Reproduce the entries exactly as they appear below.

**** EXTRACTED INFORMATION ****

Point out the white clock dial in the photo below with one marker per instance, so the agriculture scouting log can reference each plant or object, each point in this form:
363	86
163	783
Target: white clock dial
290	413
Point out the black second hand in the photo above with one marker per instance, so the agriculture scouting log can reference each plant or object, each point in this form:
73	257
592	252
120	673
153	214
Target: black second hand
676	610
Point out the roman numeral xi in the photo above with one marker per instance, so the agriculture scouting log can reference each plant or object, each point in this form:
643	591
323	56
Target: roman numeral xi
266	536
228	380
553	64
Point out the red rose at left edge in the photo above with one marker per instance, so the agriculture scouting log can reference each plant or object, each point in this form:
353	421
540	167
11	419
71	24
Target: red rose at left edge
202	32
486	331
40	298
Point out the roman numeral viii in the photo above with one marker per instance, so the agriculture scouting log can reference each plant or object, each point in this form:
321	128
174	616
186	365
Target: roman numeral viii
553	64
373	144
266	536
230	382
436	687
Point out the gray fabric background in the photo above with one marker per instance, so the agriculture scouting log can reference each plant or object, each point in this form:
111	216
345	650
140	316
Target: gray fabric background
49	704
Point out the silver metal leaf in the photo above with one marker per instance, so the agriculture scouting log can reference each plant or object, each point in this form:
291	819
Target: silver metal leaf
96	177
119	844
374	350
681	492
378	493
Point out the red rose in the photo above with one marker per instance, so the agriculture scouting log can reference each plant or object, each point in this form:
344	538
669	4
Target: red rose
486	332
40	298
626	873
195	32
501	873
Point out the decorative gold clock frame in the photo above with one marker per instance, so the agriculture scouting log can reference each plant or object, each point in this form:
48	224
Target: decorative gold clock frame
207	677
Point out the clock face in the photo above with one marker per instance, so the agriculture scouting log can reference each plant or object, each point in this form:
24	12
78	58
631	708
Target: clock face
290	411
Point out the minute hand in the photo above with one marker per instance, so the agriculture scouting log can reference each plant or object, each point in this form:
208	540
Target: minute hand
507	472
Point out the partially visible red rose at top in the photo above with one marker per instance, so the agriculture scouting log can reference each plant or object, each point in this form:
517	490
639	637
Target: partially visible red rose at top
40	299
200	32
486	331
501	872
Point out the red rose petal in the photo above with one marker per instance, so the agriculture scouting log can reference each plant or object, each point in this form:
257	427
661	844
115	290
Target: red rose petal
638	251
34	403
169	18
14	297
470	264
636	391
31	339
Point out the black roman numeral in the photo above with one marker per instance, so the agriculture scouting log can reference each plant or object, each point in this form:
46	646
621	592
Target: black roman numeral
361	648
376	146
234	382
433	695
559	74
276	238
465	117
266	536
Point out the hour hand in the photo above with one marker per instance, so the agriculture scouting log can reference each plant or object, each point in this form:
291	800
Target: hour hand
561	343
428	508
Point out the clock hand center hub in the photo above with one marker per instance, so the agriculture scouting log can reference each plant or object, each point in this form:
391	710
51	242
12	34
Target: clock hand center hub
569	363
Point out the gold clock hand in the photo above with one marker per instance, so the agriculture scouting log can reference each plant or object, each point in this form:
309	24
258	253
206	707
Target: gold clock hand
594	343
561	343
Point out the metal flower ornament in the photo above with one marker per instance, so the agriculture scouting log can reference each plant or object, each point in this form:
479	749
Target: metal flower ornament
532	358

****

▸ **ANSWER TO THIS TASK**:
Point out the white clock dial in the photo below with one marker per instance, so the agriculture scouting log can reference each plant or object, each point in this form:
363	86
163	783
Target: white clock dial
290	413
Point out the black second hand in the photo above with one marker per instance, so the agriculture scouting log can reference each plant or object, each point in this form:
73	257
592	252
120	673
153	214
Target: black second hand
676	610
Point out the roman numeral xi in the photo above with one marker per instance, so the agriculture scouting log can reference each plant or object, each point in this form:
643	591
323	56
Target: roman numeral xi
266	536
228	380
553	64
Point out the red rose at left edge in the photo above with one marker per instance, so the agriculture scouting log can reference each plant or object, each point in this form:
353	421
540	167
11	419
71	24
Target: red rose at left edge
202	32
486	331
40	298
Point out the roman numeral viii in the photo above with one marker per instance, so the agriculture scouting log can reference each plant or object, each point in this form:
321	128
174	616
186	365
Target: roman numeral viii
553	64
373	144
266	536
230	382
436	687
Point out the gray fabric background in the photo above with one marker per instance, so the agriculture scouting log can reference each plant or object, each point in this form:
111	216
345	650
140	316
Target: gray fabric background
49	704
Point out the silver metal leaf in the photo above with one marker per instance, so the agriculture scouting log can reference each plant or object, each point in this form:
291	819
Target: silver metal leaf
96	177
119	844
374	350
681	492
378	493
Point out the red rose in the photo above with one marker per instance, so the agriculture scouting log can reference each plant or object, each point in this form:
344	538
669	4
Target: red rose
486	332
40	298
626	873
195	32
501	873
Point out the decorative gold clock frame in the photo above with one marker per instance, so the agriculture scouting log can reference each plant or object, each point in this form:
48	224
Target: decorative gold clock frame
207	677
Point out the clock face in the photo above with one marker per instance, so the agriculture scouting log can reference each plant or object, each point in this form:
24	12
78	58
631	708
Target: clock face
290	411
Point out the minute hand in the photo above with one marker per instance, so the agriculture scouting log can reference each plant or object, each point in this form:
208	540
Target: minute hand
507	472
Point out the partially visible red rose at top in the photo above with one marker per instance, so the agriculture scouting log can reference each plant or object, each point in this form:
517	490
639	637
Target: partially visible red rose at top
40	299
200	32
486	331
501	872
Point out the red rose petal in the photo above with one marker per instance, so the agriculture scouting log can reference each plant or object, each point in this form:
257	427
661	844
115	290
Target: red rose petal
638	251
34	403
169	18
14	297
470	264
636	391
31	339
Point out the black roman numeral in the photo above with one marker per instance, so the agriculture scouting log can reference each plant or object, each point in this form:
46	646
621	592
Target: black roman numeral
361	648
376	146
234	382
433	695
559	74
276	238
465	117
266	536
Point out the hour hand in the photo above with one marker per instance, so the agriculture scouting log can reference each plant or object, each point in this form:
291	800
Target: hour hand
561	343
428	508
Point out the clock hand center hub in the photo above with one marker per instance, so the agriculture scouting log can reference each plant or object, each point in this form:
391	710
51	242
12	34
Target: clock hand center hub
569	363
Point out the gold clock hand in the photo above with one marker per instance, so the agriculture scouting log can reference each plant or object, each point in this form:
309	24
258	253
206	707
Target: gold clock hand
594	343
561	343
Point out the metal flower ornament in the photo above with one marker per instance, so the agriculture scouting log can reference each plant or object, each point in this form:
479	749
Target: metal flower ornament
532	358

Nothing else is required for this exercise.